Problem requirements:
How many lines in the rows below contain the string "girl"? Case counts, and the answer is the number alone.

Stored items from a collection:
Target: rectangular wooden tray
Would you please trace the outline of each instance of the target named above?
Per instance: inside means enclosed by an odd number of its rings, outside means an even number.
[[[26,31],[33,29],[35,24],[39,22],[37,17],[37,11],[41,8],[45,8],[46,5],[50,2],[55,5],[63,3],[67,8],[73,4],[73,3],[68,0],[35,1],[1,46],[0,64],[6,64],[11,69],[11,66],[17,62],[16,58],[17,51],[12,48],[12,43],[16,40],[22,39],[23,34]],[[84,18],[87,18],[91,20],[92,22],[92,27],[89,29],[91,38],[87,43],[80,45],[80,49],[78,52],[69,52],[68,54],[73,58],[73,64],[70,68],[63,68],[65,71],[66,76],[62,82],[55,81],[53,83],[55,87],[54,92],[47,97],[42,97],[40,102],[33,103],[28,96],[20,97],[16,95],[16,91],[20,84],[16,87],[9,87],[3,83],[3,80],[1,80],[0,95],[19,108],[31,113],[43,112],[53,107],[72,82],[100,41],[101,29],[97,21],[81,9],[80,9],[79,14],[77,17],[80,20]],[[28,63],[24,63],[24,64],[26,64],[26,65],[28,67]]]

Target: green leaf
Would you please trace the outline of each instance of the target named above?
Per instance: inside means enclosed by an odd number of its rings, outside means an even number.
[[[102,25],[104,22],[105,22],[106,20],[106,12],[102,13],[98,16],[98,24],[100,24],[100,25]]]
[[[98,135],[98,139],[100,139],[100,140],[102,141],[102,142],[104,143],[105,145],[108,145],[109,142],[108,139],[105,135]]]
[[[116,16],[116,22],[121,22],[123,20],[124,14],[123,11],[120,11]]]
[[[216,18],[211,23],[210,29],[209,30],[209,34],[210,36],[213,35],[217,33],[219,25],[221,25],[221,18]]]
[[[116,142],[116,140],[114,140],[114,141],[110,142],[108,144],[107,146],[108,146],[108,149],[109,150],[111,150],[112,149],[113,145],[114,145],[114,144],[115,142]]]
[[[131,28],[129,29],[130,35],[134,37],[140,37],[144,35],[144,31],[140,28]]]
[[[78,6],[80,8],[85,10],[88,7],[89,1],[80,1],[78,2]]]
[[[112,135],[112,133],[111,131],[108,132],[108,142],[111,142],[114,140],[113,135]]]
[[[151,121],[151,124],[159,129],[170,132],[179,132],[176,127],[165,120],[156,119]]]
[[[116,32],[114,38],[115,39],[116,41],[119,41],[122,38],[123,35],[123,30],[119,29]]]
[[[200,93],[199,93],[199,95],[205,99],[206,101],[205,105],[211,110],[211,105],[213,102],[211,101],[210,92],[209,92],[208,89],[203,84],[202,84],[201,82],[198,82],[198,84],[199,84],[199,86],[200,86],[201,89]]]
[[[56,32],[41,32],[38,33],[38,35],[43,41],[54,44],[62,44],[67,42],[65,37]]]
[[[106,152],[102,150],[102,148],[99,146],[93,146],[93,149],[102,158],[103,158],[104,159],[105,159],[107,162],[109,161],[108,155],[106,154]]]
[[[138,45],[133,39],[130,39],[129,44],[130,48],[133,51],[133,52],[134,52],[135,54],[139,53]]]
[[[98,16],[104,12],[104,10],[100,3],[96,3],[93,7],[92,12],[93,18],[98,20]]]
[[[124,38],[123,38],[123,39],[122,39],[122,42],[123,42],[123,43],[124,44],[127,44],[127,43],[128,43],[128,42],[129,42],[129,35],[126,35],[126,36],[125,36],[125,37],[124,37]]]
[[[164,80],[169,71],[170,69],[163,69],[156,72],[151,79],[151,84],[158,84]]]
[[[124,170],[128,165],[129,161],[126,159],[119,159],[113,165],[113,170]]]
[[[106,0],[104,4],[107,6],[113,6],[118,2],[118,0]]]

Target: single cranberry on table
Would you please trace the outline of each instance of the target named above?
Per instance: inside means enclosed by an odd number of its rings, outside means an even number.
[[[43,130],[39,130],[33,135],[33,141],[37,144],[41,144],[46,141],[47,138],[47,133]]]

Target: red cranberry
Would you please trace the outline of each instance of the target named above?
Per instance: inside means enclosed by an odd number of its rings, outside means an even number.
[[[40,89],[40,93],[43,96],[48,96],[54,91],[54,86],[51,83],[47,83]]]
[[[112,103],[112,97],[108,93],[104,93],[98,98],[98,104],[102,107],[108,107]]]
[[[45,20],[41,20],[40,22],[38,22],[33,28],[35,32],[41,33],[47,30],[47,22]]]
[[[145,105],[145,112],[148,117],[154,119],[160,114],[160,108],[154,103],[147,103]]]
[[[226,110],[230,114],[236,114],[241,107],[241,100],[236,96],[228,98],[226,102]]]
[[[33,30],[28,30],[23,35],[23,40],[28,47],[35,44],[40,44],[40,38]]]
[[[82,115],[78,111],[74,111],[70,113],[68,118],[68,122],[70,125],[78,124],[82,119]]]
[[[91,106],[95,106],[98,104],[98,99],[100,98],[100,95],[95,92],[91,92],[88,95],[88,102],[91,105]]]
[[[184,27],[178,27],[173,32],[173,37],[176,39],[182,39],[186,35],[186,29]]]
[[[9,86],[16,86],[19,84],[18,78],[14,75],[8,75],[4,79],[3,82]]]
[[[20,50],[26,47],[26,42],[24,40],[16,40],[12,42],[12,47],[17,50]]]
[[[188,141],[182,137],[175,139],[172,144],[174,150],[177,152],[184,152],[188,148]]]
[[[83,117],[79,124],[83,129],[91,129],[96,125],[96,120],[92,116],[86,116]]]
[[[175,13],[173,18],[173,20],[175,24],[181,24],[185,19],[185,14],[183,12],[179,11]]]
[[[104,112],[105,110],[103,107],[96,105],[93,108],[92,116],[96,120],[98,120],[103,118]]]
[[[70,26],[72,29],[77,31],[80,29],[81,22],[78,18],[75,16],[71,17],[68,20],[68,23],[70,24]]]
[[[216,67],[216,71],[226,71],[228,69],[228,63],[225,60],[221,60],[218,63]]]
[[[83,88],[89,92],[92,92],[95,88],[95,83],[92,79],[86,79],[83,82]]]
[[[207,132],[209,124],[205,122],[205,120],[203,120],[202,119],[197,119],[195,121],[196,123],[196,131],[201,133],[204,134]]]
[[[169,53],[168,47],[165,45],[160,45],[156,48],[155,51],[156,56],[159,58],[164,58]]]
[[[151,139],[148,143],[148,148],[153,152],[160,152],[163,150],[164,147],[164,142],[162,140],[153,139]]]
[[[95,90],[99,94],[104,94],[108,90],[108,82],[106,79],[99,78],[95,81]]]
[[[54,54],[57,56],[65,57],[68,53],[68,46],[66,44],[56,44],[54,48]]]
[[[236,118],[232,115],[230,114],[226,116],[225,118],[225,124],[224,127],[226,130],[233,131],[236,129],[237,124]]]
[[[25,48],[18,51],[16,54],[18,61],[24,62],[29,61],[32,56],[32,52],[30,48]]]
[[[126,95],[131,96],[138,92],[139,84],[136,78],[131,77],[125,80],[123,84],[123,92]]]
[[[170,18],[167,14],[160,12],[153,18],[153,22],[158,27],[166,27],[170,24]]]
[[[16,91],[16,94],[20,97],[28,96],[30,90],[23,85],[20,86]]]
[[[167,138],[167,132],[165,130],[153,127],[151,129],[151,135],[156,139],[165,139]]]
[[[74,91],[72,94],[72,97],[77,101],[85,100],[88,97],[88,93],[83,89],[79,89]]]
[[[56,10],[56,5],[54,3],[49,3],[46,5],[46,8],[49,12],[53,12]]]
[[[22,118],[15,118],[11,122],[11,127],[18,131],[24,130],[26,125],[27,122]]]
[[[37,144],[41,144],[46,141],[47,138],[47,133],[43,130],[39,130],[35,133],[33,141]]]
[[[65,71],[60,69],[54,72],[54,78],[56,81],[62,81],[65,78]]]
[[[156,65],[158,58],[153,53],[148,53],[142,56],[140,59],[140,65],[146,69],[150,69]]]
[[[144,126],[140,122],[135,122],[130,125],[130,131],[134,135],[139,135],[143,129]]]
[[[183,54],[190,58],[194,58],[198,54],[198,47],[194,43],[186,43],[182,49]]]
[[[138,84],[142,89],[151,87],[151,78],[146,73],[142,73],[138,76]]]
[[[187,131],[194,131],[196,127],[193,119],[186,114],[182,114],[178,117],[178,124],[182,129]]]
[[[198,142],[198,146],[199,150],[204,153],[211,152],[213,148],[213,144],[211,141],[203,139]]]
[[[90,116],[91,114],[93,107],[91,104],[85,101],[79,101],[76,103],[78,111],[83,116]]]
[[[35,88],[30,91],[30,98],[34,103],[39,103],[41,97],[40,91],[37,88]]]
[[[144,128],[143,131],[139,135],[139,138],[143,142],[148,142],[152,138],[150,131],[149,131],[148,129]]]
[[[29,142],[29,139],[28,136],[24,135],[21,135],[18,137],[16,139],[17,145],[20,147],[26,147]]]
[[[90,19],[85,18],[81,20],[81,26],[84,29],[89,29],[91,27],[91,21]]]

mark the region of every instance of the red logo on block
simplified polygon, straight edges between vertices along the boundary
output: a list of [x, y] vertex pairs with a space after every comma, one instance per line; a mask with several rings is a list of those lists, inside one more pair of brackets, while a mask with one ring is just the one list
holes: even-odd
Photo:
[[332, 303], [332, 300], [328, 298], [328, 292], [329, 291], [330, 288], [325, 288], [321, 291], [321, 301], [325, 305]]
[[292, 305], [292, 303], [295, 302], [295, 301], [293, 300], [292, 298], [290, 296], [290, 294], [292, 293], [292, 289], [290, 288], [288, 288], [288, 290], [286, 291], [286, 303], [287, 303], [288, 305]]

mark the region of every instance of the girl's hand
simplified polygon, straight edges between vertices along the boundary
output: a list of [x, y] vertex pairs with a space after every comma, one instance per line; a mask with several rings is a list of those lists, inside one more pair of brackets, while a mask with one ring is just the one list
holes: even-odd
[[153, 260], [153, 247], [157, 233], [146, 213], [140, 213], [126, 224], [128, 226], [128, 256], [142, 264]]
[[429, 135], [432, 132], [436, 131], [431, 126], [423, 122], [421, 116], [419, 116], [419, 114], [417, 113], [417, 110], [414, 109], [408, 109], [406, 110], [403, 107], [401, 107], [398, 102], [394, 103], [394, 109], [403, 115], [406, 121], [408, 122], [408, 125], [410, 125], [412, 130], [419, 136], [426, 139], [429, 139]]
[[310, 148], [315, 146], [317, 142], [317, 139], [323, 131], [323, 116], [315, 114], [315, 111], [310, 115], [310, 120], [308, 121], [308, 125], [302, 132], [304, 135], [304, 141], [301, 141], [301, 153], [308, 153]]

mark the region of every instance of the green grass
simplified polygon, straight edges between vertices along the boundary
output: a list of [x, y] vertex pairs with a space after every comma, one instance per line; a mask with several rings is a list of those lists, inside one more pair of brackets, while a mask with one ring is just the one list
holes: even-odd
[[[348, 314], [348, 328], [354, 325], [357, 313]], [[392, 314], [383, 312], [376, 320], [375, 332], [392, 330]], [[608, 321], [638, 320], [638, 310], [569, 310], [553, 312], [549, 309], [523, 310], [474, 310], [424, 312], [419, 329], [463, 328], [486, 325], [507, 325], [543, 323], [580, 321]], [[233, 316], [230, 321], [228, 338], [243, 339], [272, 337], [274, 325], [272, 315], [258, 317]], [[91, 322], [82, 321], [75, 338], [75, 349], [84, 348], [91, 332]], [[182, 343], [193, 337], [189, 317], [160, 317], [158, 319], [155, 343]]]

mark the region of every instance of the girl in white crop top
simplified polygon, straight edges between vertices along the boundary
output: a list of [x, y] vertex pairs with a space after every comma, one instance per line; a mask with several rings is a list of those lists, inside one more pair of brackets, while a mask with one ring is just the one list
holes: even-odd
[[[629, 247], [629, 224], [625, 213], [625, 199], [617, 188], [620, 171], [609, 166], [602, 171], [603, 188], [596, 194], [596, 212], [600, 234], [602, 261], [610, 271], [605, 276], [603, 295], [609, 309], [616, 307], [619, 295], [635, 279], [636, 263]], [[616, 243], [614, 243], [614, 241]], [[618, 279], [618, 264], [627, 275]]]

Answer for this exercise:
2